START Reading passage

The autonomy paradox

Here is the part the hype cycle skips. In healthcare, more autonomy does not reliably mean more value, and past a certain point it means more risk for the same return.

Three structural problems explain why. The first is what some practitioners call the hidden middle. An agent may take twenty or thirty reasoning steps to reach a conclusion, and a failure buried in the intermediate chain is hard to detect from the final output alone (ODSC, 2026). The second is the illusion of transparency. A model's stated chain of thought is often a plausible-sounding explanation rather than a faithful account of how the decision was actually made, which means you cannot fully trust an agent's own description of its reasoning. The third is agent sprawl. As organizations deploy many agents with system access, ownership and controls get inconsistent, and the agents themselves can become a new category of unmanaged identity and security risk (Imprivata, 2026).

The wider trust signal points the same direction. One analysis found that confidence in fully autonomous AI fell from 43% to 27% over 2025, while fewer than 10% of organizations reported robust governance frameworks (AURA, 2025). We read those figures cautiously, since they aggregate across sectors, but the message is consistent with what serious healthcare buyers are saying out loud. The reasonable posture, in the words of one practitioner, is to treat clinical agentic AI as being in its "Year 1," comparable to the early days of cybersecurity, where full autonomy in high-stakes settings is not yet warranted.

END Reading passage
START Exercise data

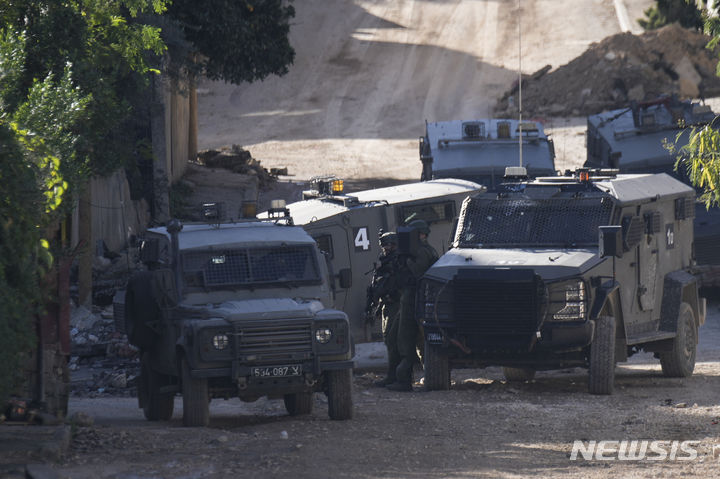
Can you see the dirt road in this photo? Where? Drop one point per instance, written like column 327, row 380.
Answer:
column 369, row 73
column 482, row 427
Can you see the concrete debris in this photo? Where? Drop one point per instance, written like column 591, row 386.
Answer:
column 237, row 160
column 619, row 69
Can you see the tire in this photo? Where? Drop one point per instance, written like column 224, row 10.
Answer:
column 601, row 378
column 141, row 309
column 196, row 399
column 518, row 375
column 680, row 362
column 339, row 391
column 155, row 405
column 299, row 403
column 437, row 369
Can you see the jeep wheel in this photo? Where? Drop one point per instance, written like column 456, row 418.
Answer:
column 196, row 399
column 680, row 362
column 141, row 309
column 339, row 392
column 518, row 375
column 601, row 378
column 437, row 369
column 156, row 406
column 299, row 403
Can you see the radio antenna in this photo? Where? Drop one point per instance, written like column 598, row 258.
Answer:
column 520, row 82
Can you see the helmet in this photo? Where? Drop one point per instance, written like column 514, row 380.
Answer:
column 420, row 225
column 388, row 238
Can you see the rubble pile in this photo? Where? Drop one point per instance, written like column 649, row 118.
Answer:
column 620, row 69
column 237, row 160
column 102, row 362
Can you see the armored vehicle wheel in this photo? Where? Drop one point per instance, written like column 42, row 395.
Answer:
column 196, row 399
column 680, row 362
column 518, row 375
column 339, row 391
column 156, row 406
column 601, row 379
column 141, row 309
column 299, row 403
column 437, row 369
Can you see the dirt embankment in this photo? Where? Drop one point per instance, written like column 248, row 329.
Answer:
column 620, row 69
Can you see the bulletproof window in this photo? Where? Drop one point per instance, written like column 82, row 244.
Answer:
column 522, row 221
column 250, row 266
column 503, row 129
column 684, row 208
column 430, row 212
column 325, row 245
column 474, row 129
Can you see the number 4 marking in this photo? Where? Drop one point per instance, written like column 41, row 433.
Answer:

END Exercise data

◆ Exercise requirements: Change the passage on the autonomy paradox, starting at "The autonomy paradox" and ending at "the same return.", by replacing "hype cycle" with "marketing cycle".

◆ Solution for this task:
The autonomy paradox

Here is the part the marketing cycle skips. In healthcare, more autonomy does not reliably mean more value, and past a certain point it means more risk for the same return.